PAGE EXCERPT Start Marker

Policymakers: Now, More Than Ever, Plan for Next Year With Teachers
By Josh Kaufmann and Mark Sass
When school buildings closed in Colorado because of COVID-19, the calls to the Colorado Child Abuse and Neglect Hotline plummeted 50 percent. This was not a surprise: Typically during the school year, educators see their students on a daily basis and can detect signs of neglect or abuse.
The Governor’s Office turned to teachers for help. A group of Teach Plus teacher leaders, working in partnership with the Colorado Department of Health Services, created toolkits for teachers to engage with students remotely to try and identify those who might be at risk. The toolkits are just one example of how teachers, who are closest to students, are reinventing teaching and learning during COVID. They are providing social and emotional support and crafting curriculum and lessons in their remote classrooms.
More than ever, it is imperative that teachers are involved in planning the policy responses to COVID-19 as we begin to plan for the next school year. Now is the time for federal, state, and local policymakers to hear from and plan with the teachers who are closest to the work and who have seen what has worked, and what hasn’t, in remote learning. During this critical planning period, policymakers should:
- Include teachers and parents in the decision-making process. Creating an advisory cabinet, whether at the state or district level, is a good place to start. The cabinet should include teachers from different grade levels and content areas who work in schools serving a wide variety of student populations. This will ensure that special populations are incorporated into the planning process.
- Focus first on students’ social and emotional needs. We know that there will be large learning gaps, but we also know that students cannot learn if they are traumatized. Ensure that school staff have the appropriate training to identify and support their students and if necessary, refer them for additional help.

PAGE EXCERPT End Marker
EXCERPTED DATA Start Marker

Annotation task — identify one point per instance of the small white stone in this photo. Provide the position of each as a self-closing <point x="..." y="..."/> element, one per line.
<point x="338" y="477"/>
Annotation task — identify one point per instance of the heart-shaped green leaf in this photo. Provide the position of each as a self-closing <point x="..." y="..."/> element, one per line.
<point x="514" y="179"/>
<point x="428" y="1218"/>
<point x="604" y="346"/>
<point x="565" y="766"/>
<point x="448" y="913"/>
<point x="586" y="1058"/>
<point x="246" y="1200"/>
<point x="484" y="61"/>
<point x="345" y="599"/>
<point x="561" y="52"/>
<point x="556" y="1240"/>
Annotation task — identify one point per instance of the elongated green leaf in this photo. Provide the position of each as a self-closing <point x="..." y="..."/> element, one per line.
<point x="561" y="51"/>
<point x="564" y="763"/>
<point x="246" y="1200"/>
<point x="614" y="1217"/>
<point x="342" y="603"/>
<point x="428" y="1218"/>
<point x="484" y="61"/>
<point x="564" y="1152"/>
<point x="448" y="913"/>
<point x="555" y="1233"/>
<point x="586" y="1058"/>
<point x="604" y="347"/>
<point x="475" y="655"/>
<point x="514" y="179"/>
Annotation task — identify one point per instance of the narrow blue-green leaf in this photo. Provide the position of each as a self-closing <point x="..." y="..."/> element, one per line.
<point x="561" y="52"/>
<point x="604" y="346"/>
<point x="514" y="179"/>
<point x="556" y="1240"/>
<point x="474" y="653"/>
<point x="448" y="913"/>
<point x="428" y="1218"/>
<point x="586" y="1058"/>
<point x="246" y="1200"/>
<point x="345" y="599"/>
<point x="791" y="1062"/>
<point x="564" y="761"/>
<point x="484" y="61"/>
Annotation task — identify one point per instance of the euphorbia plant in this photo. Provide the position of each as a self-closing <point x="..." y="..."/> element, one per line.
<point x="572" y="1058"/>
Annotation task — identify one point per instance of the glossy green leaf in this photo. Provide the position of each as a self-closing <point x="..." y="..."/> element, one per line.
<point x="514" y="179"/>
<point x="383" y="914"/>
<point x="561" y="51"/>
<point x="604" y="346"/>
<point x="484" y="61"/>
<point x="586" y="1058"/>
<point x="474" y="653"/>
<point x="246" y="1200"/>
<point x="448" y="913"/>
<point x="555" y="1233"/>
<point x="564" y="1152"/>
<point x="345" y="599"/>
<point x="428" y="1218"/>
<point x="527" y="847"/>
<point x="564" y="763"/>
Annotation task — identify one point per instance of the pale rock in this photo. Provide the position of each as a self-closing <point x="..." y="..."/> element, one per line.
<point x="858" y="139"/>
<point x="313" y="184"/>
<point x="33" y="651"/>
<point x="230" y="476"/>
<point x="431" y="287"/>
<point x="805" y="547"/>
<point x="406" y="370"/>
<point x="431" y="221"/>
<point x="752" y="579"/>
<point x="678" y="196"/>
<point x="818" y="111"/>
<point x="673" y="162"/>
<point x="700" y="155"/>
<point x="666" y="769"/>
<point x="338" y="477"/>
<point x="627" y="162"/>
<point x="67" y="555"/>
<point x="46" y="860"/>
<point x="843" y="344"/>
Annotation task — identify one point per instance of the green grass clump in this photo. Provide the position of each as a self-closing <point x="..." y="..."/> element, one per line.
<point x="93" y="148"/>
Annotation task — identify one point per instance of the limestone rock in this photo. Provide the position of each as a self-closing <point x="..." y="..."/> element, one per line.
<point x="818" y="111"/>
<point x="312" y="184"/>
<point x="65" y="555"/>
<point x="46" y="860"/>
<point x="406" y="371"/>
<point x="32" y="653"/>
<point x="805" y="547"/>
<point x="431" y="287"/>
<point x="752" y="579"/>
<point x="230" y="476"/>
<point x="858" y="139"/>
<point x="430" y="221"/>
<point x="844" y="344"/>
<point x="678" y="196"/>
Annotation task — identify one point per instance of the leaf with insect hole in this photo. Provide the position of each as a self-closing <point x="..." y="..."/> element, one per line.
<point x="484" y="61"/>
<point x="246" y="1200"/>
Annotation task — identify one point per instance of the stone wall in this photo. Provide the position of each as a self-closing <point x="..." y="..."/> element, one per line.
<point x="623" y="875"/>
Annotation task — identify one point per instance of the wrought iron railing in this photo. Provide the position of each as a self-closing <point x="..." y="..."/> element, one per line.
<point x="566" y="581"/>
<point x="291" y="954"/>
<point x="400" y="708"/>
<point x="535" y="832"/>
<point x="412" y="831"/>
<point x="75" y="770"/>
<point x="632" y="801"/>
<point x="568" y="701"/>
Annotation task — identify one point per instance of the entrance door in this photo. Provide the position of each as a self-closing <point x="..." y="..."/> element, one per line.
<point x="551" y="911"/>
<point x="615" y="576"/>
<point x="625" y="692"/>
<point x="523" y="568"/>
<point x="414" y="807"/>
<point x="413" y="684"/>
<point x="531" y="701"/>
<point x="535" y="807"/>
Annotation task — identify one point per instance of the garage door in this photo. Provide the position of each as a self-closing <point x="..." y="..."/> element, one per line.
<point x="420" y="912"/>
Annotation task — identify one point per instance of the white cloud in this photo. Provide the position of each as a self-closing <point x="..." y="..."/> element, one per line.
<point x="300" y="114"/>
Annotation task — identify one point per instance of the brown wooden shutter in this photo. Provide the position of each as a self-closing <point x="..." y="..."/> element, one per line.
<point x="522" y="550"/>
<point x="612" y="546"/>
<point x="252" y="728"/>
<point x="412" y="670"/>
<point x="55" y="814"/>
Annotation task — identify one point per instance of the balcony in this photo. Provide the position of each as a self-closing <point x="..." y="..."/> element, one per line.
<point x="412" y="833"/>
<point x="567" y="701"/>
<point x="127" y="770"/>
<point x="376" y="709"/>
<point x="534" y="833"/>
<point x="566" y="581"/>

EXCERPTED DATA End Marker

EXERCISE OBJECTIVE
Reproduce word for word the part of the article on planning for next year with teachers starting with "The Governor’s Office" and going on through "their remote classrooms.".

ANSWER TO THE PROBLEM
The Governor’s Office turned to teachers for help. A group of Teach Plus teacher leaders, working in partnership with the Colorado Department of Health Services, created toolkits for teachers to engage with students remotely to try and identify those who might be at risk. The toolkits are just one example of how teachers, who are closest to students, are reinventing teaching and learning during COVID. They are providing social and emotional support and crafting curriculum and lessons in their remote classrooms.